## [Dataset extract]

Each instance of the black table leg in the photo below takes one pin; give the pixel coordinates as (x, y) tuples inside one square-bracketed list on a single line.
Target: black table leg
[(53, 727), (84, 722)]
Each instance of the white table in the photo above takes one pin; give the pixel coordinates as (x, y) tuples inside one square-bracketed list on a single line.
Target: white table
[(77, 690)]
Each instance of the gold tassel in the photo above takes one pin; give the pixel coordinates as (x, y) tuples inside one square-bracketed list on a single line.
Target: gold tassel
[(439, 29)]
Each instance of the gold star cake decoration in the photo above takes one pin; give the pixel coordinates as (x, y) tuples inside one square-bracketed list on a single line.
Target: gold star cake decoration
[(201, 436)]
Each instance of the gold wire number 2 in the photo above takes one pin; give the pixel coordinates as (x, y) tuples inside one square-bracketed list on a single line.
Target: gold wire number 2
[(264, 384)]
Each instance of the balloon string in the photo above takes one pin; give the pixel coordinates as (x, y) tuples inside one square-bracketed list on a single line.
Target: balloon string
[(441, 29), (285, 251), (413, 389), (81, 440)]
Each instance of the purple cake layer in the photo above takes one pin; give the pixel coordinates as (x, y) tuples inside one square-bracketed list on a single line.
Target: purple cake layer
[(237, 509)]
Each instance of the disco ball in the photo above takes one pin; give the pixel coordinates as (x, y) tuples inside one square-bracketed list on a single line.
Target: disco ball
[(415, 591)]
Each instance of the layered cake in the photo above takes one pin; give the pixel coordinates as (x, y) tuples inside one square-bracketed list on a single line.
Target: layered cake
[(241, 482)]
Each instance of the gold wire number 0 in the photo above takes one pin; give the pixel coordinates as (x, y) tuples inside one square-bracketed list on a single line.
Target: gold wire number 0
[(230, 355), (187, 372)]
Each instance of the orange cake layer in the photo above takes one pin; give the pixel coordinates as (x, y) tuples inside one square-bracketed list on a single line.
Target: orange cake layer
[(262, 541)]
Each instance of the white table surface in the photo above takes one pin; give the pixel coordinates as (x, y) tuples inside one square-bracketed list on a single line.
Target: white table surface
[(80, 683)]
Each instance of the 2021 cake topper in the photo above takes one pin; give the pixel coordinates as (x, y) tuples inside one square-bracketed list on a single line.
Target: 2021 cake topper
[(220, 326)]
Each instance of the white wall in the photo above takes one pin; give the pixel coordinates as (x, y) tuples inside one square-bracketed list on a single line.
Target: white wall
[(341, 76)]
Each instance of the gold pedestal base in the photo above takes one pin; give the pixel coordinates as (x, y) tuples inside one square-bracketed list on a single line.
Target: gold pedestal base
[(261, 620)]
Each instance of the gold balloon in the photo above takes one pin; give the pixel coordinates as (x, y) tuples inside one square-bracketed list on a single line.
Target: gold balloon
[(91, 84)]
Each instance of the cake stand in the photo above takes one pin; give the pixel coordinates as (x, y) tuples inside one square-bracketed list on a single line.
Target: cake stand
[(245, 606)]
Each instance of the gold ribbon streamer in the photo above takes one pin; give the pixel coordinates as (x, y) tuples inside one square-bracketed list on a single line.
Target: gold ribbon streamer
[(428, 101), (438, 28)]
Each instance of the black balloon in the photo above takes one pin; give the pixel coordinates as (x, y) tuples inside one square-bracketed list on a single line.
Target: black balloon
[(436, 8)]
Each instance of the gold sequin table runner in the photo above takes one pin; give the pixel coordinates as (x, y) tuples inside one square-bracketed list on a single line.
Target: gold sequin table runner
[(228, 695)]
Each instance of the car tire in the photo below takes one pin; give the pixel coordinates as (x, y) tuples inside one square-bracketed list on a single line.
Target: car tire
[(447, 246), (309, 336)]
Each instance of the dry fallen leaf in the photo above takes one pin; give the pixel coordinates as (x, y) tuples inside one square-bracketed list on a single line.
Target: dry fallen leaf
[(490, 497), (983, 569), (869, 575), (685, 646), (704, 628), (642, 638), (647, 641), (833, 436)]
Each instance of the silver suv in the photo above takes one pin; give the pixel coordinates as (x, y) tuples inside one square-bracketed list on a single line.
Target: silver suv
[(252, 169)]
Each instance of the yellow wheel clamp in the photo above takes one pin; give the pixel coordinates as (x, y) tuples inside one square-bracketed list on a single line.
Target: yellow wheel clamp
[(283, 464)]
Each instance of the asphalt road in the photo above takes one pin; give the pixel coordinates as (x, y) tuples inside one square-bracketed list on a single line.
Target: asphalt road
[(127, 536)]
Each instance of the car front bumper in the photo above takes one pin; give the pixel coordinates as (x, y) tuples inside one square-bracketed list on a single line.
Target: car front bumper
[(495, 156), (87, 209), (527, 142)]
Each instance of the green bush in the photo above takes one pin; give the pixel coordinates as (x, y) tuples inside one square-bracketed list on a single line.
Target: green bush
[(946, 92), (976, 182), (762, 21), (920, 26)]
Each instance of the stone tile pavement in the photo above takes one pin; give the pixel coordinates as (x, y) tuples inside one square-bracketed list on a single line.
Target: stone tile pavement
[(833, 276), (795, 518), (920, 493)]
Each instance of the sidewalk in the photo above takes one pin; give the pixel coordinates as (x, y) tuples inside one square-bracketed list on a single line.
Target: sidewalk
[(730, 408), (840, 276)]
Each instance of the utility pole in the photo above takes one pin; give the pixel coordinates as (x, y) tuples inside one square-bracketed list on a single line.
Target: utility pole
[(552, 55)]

## [Problem requirements]
Transcribe every entry exactly, omitting nothing.

## [Answer to this problem]
Each instance of the black table leg in the photo below takes one pin; give the pixel coordinates as (x, y) tuples inside one square-bracketed list on a single line.
Target: black table leg
[(53, 727), (84, 722)]
Each instance of the white table in the photo above takes one pin; give the pixel coordinates as (x, y) tuples inside one square-bracketed list on a single line.
Target: white table
[(77, 690)]
Each instance of the gold tassel in the photo above takes one pin; give the pixel coordinates as (x, y) tuples inside one square-bracketed list on a single line.
Target: gold tassel
[(439, 29)]
Each instance of the gold star cake decoration in the photo above takes one pin; give the pixel coordinates as (x, y) tuples inside one square-bracketed list on a single line.
Target: gold star cake decoration
[(201, 436)]
Each instance of the gold wire number 2 in the photo above takes one pin; give the pixel coordinates as (x, y) tuples inside one square-bracketed list on a single line.
Target: gold wire number 2
[(264, 384)]
Each instance of the balloon string in the photo above takes one pin; give the pixel coordinates as (x, y) tuples inside one square-bracketed list on a single line.
Target: balloon string
[(441, 29), (285, 251), (413, 389), (81, 440)]
Each instance of the purple cake layer in the photo above takes one pin; give the pixel coordinates as (x, y) tuples inside one square-bracketed list on a single line.
Target: purple cake layer
[(237, 509)]
Each instance of the disco ball in the photo above takes one pin; give the pixel coordinates as (x, y) tuples inside one square-bracketed list on a single line.
Target: disco ball
[(415, 591)]
Each instance of the layered cake in the photo above takes one pin; give the pixel coordinates as (x, y) tuples inside one square-bracketed list on a single line.
Target: layered cake
[(241, 482)]
Each instance of the gold wire number 0 in the photo above takes one pin; give the pixel coordinates as (x, y) tuples inside one square-bracketed list on a single line.
Target: gold wire number 0
[(230, 355), (187, 372)]
Each instance of the orange cake layer in the photo above takes one pin; give the pixel coordinates as (x, y) tuples inside one square-bracketed list on a single line.
Target: orange cake layer
[(262, 541)]
Each instance of the white table surface in the photo above takes one pin; give the pixel coordinates as (x, y) tuples inside one square-bracketed list on a single line.
Target: white table surface
[(80, 683)]
Each instance of the 2021 cake topper in the photo above takes one pin; give the pixel coordinates as (x, y) tuples inside one square-bracketed list on a single line.
Target: 2021 cake topper
[(220, 326)]
Each instance of the white wall in the photo above takes one pin; give the pixel coordinates as (x, y) tuples inside one square-bracketed list on a single line.
Target: white wall
[(341, 76)]
Each instance of the gold pedestal base in the photo above takes one pin; give the pixel coordinates as (x, y) tuples inside one square-bracketed list on a single line.
Target: gold pedestal base
[(261, 620)]
Each instance of the gold balloon in the photo above takes one pin; give the pixel coordinates as (x, y) tuples inside one square-bracketed list on a single line.
Target: gold balloon
[(91, 84)]
Each instance of the cake stand in the photo above takes one pin; give the pixel coordinates as (x, y) tuples inside one square-bracketed list on a single line.
Target: cake stand
[(245, 606)]
Each instance of the gold ribbon streamer in the photo above takes one pin; give the pixel coordinates as (x, y) tuples inside one square-bracketed list on a single line.
Target: gold ribbon streamer
[(428, 101), (438, 28)]
Each instance of the black balloon in the photo above takes one pin; give the pixel coordinates as (x, y) tuples inside one square-bracketed list on a single line.
Target: black balloon
[(436, 8)]
Each instance of the gold sequin table runner in the photo above takes one pin; give the pixel coordinates as (x, y) tuples inside one square-bracketed list on a single line.
Target: gold sequin table runner
[(228, 695)]
Each instance of the car tire in the photo below takes one pin; give the pixel coordinates as (x, y) tuples inside one square-bracketed list on a single line.
Target: car tire
[(447, 246), (309, 336)]
Each instance of the dry fallen leaf in the photo above takes one pin; give the pixel coordinates as (x, y) tuples inside one square-bracketed list on a single line.
Target: dry fallen leaf
[(490, 497), (983, 569), (869, 575), (685, 646), (704, 628), (642, 638), (647, 641), (833, 436)]
Each instance of the silver suv in the photo above takes one pin; give the pixel coordinates as (x, y) tuples inside one square-bracketed list on a single line.
Target: silver suv
[(252, 169)]
Each instance of the yellow wheel clamp in the photo above takes one pin; give the pixel coordinates as (x, y) tuples inside one square-bracketed list on a single line.
Target: yellow wheel clamp
[(283, 464)]
Each instance of the asphalt road in the photo above takes one pin; give the pixel coordinates as (x, y) tuples inside one square-bracketed list on a single line.
Target: asphalt road
[(127, 536)]
Each instance of the car front bumper in the photo above takes one pin; give the pixel coordinates as (x, y) tuples inside one square-bracketed list on a single line.
Target: car front bumper
[(495, 156), (87, 209), (527, 142)]
Each instance of the green bush in the photo above takes one pin; give the pixel coordinates as (x, y) tuples inside one square-bracketed list on a single line.
Target: green bush
[(946, 92), (976, 182), (762, 21), (920, 26)]
Each instance of the stone tile pavement in the photo above takes one pin; give the pixel coordinates as (x, y) tuples inside one square-bracketed list on a single line.
Target: stone tile pavement
[(833, 276), (795, 518), (920, 493)]
Each instance of the sidewalk in the photo above takes one pin; give the pixel coordinates as (x, y) tuples inside one square-bracketed list on a single line.
Target: sidewalk
[(730, 408), (840, 276)]
Each instance of the utility pole in the photo above takes one pin; give the pixel coordinates as (x, y) tuples inside one square-bracketed list on a single line.
Target: utility pole
[(552, 55)]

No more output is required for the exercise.